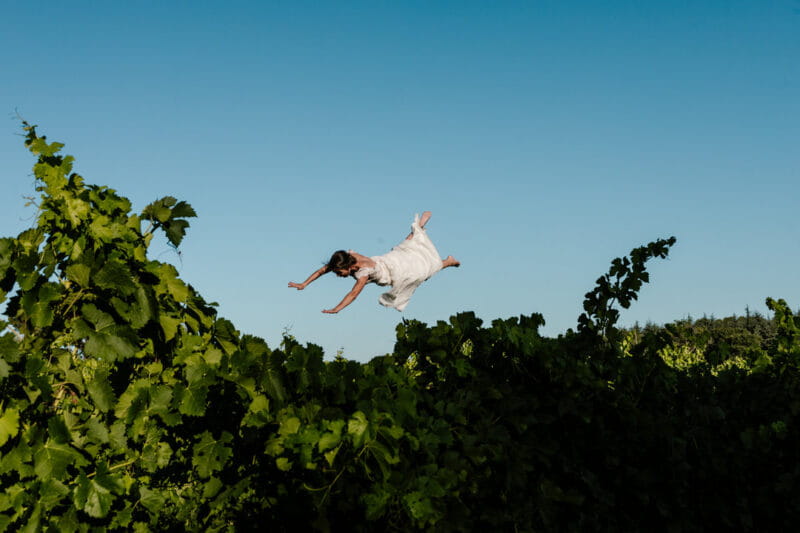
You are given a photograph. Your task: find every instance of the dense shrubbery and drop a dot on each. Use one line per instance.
(127, 403)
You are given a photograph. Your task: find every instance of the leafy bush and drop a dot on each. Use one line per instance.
(127, 403)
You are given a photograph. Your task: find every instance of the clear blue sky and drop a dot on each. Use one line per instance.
(547, 137)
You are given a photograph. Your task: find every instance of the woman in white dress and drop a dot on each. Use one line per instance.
(405, 267)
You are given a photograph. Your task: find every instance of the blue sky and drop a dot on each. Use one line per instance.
(546, 137)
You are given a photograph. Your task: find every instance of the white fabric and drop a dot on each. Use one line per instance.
(405, 267)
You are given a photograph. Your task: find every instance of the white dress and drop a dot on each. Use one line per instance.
(405, 267)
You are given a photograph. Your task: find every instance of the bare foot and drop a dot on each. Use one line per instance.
(424, 219)
(450, 261)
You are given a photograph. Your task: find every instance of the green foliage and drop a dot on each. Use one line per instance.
(127, 403)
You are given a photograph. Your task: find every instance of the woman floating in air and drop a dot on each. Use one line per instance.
(405, 267)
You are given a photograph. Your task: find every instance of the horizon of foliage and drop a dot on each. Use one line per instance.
(127, 403)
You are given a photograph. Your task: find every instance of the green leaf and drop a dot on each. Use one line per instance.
(210, 454)
(283, 464)
(9, 425)
(52, 460)
(152, 500)
(100, 391)
(357, 427)
(115, 276)
(95, 496)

→ Challenge
Express every line of the records above as a JSON list of strings, one string per line and no strings for blank lines, leaving out the pictures.

→ Result below
[
  "You are given a photograph. Your task: find every instance of the dense shrubbery and drop a dot on each. Use one line per instance.",
  "(127, 403)",
  "You are given a photograph. Your task: find every instance of the leafy bush and drop a dot on each. Use one line per instance.",
  "(127, 403)",
  "You are given a photograph. Your task: find every instance of the clear blue sky and drop a dot on each. Use one line per instance.",
  "(547, 137)",
  "You are given a photograph. Your task: find every instance of the woman in white dress and drop a dot on each. Use one line per instance.",
  "(405, 267)",
  "You are given a photograph. Your task: find every instance of the blue sky and drop a dot on each. Use one line per instance.",
  "(546, 137)",
  "You are given a photograph. Your task: find every instance of the white fabric and drop a dot on each. Use one line per instance.",
  "(405, 267)",
  "You are given a photograph. Your task: find every instance of the white dress and drop a dot on each. Use one line per instance.",
  "(405, 267)",
  "You are given a photograph. Your task: find every instance of the bare foot and drop a dot on each. Use one line per instance.",
  "(424, 219)",
  "(450, 261)",
  "You are given a photograph. Your task: find every instance of the green foliage and drop a dot on each. Use one line per instance.",
  "(127, 403)",
  "You are given a photograph. Your task: find every instance of the woman floating in air and drop a dot on each. Use one line per instance.",
  "(405, 267)",
  "You are given a photograph. Your task: find every instance of the horizon of foliage and drop a dot on each. Use one line per instance.",
  "(127, 403)",
  "You are given a photograph. Your task: find every instance of the green leaf and drop a dot on each. Use one line per instance.",
  "(210, 454)",
  "(283, 464)",
  "(9, 425)",
  "(52, 460)",
  "(152, 500)",
  "(100, 391)",
  "(357, 427)",
  "(115, 276)",
  "(95, 496)"
]